TEXT SHOWN:
So at the suggestion of Kathy I went to work for the bus-company, as a so-called “temporary-job” driving bus.
That temporary-job lasted 16 & 1/2 years until my stroke in late ’93.
And during that time we were banking with Central-Trust.
My stroke ended my bus-driving, and we may have switched banks before my stroke; I can’t remember.
Some time we switched to First National Bank of Rochester, tiny, but the only Rochester-based bank after Central affiliated with Irving.
I recovered fairly well, and after an unpaid internship sponsored by my stroke-rehabilitation I began employ with the Messenger Newspaper in nearby Canandaigua.
I interned there because I had done a voluntary newsletter for my bus-union while at Transit.
That newspaper was the BEST job I ever had. I refused to go back to bus-driving, although it would have paid better.

ENTRIES SHOWN:
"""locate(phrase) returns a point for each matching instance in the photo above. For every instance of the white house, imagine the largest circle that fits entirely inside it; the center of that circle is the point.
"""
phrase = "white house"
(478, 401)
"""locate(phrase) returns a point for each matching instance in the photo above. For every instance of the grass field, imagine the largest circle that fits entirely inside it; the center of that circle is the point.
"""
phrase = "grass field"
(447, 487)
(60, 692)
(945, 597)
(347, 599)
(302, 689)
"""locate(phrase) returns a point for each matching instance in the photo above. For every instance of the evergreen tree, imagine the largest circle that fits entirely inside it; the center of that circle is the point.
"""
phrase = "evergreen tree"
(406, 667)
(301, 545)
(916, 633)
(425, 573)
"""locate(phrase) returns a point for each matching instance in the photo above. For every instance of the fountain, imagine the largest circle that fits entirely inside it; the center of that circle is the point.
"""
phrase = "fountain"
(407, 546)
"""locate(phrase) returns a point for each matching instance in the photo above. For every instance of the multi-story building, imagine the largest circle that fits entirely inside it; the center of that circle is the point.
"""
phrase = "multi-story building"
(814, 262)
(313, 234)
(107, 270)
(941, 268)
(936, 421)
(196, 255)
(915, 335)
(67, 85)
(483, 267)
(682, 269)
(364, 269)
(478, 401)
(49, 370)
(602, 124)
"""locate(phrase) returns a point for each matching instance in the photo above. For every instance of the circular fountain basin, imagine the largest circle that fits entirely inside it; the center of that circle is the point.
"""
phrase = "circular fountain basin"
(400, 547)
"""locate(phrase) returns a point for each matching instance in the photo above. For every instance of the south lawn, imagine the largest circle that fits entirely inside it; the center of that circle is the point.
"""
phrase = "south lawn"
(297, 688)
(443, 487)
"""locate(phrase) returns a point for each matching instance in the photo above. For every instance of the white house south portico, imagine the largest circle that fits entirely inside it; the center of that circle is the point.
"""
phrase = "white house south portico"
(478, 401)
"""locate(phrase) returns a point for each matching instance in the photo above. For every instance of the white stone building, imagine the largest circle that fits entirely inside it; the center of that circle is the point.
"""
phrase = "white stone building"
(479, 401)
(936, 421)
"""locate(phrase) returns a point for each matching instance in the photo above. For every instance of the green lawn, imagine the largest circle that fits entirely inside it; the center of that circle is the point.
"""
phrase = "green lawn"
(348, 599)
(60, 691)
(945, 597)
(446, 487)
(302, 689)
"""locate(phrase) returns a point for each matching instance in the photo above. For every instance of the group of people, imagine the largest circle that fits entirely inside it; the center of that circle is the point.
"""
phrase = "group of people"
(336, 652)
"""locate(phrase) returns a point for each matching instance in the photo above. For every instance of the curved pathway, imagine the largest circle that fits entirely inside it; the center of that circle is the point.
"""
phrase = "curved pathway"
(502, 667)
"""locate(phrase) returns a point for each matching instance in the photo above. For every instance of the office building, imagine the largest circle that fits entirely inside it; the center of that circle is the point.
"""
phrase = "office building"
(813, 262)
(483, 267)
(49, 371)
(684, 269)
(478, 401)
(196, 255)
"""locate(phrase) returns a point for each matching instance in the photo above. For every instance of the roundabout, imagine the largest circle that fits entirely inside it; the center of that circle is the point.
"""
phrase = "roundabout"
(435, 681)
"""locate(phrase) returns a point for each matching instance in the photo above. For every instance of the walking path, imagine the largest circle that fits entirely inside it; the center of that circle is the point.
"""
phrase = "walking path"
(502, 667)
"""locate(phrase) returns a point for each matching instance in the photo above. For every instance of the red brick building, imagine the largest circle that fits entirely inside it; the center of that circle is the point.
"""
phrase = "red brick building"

REQUIRED ACTION:
Write out, word for word, the part of the account of bus driving and newspaper work starting with "That temporary-job lasted" and going on through "I can’t remember.".

OUTPUT OF THE EXERCISE:
That temporary-job lasted 16 & 1/2 years until my stroke in late ’93.
And during that time we were banking with Central-Trust.
My stroke ended my bus-driving, and we may have switched banks before my stroke; I can’t remember.